(Natural language region descriptions)
□ □ □ □ □
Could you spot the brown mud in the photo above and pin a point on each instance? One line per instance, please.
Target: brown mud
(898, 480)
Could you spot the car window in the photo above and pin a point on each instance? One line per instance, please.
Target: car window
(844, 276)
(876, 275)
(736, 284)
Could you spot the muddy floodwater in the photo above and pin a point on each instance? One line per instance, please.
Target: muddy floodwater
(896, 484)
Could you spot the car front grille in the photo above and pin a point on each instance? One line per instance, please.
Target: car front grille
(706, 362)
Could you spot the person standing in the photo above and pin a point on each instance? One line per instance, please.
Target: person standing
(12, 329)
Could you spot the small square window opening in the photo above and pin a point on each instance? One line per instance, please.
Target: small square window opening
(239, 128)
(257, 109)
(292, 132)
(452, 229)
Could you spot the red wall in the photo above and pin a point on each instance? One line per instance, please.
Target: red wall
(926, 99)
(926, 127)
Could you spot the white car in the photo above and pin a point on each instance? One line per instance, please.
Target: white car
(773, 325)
□ □ □ □ □
### Exercise objective
Starting from the line containing "Could you spot the car window", repeat each line through the end of the entries, exactly.

### Exercise result
Could you spot the car window in the photo above and pin a point on each instance? One line per instance, please.
Target: car window
(844, 276)
(876, 275)
(736, 284)
Could you spot the muddy floodwater in the photo above and pin a point on each instance? One line per instance, please.
Target: muddy floodwater
(896, 484)
Could you spot the car front grille in the photo above and pin a point on each instance? One line per instance, please.
Target: car front grille
(706, 362)
Could you spot the person standing in the photo above and pin a point on each instance? One line per instance, please.
Target: person standing
(12, 329)
Could you spot the small square window opening in the photo above and pin a point on each instance? One line per instance, please.
Target: small square window opening
(239, 128)
(257, 109)
(292, 132)
(452, 229)
Could you spot the red wall in the photo above and pin a point on each instance? One line per instance, please.
Target: red wall
(926, 99)
(926, 127)
Could you spot the white car in the photo above and pin a point on each instance? One line per instance, please.
Target: white car
(773, 325)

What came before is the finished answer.